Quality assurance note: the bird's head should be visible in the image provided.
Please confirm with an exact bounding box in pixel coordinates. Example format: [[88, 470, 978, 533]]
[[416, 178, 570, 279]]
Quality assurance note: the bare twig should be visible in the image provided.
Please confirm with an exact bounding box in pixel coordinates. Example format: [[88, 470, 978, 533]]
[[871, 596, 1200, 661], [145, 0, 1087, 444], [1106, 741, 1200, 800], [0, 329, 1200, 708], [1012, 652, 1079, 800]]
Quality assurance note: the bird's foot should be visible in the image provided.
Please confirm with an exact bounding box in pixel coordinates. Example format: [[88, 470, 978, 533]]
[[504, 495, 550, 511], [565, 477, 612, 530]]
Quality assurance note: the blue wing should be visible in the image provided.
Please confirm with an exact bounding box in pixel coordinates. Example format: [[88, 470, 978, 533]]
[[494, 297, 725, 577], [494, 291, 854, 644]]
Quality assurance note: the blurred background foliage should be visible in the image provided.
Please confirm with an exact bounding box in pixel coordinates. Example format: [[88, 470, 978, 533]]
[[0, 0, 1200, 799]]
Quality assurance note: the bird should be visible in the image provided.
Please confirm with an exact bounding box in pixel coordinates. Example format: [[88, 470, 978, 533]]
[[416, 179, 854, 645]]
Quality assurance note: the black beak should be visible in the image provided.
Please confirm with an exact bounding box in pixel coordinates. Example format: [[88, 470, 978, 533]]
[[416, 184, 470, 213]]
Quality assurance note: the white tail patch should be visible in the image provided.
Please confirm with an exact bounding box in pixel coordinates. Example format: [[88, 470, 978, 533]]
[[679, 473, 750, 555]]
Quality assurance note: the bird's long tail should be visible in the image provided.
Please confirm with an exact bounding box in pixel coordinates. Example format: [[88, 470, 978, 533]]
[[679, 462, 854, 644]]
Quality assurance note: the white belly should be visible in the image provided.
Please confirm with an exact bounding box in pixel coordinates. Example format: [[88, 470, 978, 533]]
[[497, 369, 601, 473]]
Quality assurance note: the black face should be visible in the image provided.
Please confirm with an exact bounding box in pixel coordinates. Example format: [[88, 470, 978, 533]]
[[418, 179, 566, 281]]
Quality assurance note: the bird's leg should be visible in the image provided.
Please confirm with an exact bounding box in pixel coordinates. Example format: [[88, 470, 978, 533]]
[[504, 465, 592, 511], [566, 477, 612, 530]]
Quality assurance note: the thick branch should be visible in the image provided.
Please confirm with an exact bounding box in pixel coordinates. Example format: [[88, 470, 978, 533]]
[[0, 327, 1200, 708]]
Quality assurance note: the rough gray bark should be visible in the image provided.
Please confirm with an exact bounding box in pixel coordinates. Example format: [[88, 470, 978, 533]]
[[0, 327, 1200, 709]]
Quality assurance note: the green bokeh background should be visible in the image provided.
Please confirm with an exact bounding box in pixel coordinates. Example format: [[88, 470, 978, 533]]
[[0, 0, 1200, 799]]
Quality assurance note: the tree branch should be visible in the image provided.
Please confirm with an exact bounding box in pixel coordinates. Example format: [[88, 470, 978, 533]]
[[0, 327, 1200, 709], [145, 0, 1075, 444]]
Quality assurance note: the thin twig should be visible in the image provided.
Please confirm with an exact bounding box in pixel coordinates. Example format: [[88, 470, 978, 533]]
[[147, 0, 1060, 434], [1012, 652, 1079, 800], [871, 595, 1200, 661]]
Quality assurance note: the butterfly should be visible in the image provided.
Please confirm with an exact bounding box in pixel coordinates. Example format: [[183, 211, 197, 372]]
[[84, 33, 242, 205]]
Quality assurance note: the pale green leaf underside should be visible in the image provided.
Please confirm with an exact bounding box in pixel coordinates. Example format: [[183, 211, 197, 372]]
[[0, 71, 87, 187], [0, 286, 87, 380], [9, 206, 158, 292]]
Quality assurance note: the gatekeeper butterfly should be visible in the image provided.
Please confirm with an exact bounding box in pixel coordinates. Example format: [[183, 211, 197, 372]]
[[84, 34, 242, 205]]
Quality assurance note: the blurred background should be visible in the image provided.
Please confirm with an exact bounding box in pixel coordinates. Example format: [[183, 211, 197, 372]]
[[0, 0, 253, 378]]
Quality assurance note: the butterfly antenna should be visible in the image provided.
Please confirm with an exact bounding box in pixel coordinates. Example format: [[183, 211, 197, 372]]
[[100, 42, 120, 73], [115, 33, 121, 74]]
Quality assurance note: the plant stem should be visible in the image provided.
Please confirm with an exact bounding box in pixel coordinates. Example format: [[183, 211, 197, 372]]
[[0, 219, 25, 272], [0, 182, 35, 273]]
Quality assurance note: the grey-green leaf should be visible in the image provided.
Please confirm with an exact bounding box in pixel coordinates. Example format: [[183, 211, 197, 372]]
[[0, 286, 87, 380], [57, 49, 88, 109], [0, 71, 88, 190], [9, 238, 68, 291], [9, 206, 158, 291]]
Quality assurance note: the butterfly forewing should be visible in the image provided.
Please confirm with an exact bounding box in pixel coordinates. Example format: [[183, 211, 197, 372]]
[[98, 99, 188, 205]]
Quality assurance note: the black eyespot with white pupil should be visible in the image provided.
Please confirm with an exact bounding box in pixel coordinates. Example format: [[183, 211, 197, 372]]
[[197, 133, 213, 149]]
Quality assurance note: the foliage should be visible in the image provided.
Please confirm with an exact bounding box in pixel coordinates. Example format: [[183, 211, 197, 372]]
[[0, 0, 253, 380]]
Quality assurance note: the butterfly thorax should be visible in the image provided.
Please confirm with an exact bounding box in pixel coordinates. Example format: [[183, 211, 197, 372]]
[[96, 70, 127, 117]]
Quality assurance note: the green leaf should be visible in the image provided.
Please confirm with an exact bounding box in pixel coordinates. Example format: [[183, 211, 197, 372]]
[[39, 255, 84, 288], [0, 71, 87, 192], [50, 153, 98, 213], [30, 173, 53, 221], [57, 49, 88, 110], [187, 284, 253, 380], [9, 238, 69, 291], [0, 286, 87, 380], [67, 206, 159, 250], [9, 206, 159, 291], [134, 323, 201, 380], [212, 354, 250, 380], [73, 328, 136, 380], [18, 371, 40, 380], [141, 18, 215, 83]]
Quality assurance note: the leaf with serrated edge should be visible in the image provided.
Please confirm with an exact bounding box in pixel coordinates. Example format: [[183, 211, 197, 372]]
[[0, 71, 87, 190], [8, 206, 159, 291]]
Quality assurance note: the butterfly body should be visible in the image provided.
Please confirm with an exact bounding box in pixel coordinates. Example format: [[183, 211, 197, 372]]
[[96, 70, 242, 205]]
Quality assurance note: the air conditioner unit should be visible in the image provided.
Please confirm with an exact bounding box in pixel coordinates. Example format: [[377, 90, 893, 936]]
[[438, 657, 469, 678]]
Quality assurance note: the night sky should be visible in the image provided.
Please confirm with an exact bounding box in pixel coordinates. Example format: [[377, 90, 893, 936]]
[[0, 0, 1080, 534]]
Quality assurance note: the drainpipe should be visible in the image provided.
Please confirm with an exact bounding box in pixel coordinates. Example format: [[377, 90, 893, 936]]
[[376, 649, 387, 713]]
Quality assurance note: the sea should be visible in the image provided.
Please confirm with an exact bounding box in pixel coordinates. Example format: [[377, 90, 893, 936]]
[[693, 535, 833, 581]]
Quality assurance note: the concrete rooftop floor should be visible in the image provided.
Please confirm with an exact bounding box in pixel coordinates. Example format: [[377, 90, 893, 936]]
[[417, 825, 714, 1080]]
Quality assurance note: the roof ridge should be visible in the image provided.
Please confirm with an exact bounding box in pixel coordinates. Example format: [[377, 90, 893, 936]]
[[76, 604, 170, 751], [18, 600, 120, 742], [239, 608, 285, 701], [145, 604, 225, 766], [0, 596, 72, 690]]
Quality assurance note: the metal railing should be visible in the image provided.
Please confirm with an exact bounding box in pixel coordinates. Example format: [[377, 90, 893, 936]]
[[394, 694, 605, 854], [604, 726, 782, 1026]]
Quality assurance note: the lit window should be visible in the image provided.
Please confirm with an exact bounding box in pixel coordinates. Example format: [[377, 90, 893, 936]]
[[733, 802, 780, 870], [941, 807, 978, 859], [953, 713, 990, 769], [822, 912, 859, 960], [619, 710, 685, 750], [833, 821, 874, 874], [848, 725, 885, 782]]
===
- PROBLEM TO SOLVE: Please reproduce only the material from the line with "Quality assurance note: the bird's foot" to the line with "[[679, 462, 854, 644]]", substituting "image coordinates" for "pixel coordinates" and keeping everything else the same.

- PROBLEM SOLUTION:
Quality assurance note: the bird's foot should be visible in the image provided.
Please confirm with an exact bounding box in image coordinates. Example format: [[88, 470, 978, 533]]
[[504, 495, 550, 511], [565, 477, 612, 530]]
Quality assurance note: the blue wing should be visible in the image provided.
Please confirm with an exact bounding box in image coordinates. Example format: [[88, 470, 978, 533]]
[[494, 297, 725, 577], [494, 291, 854, 644]]
Quality assurance note: the blurred background foliage should be visible in the image provided.
Please confirm with an exact bounding box in image coordinates. Example format: [[88, 470, 978, 533]]
[[0, 0, 1200, 799]]
Quality assurance note: the bird should be visible in the image provided.
Please confirm with an exact bounding box in image coordinates. Example format: [[88, 470, 978, 533]]
[[416, 179, 854, 645]]
Quality assurance note: the black beak should be visible in the image provided.
Please confirm with an exact bounding box in image coordinates. Example format: [[88, 470, 978, 533]]
[[416, 184, 470, 213]]
Quality assurance note: the white tail patch should be visible in the image provided.
Please confirm with an exact bounding box in image coordinates. Example format: [[88, 470, 978, 533]]
[[679, 473, 750, 555]]
Quality assurance note: the bird's long tail should be visible in the image provided.
Please confirm with an exact bounding box in image coordinates. Example format: [[88, 470, 978, 533]]
[[679, 462, 854, 644]]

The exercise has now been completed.